▶ _Aim of the task_
Restate every entry verbatim; drop the pictures.

▶ _Data to examine_
+ + + + +

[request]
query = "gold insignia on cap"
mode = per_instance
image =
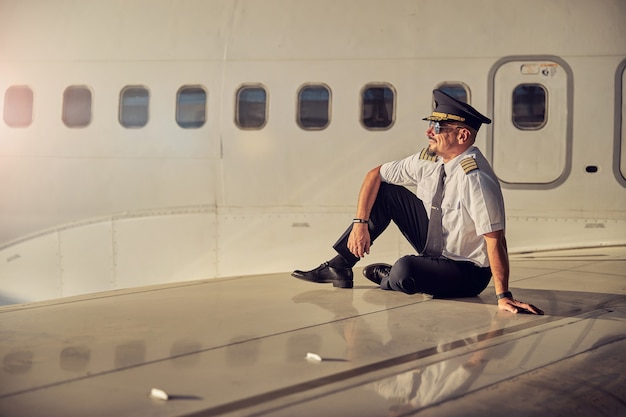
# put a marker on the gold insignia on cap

+ + + + +

▶ _Exercise answer_
[request]
query = "gold insignia on cap"
mode = per_instance
image =
# put a marker on the gold insignia on cap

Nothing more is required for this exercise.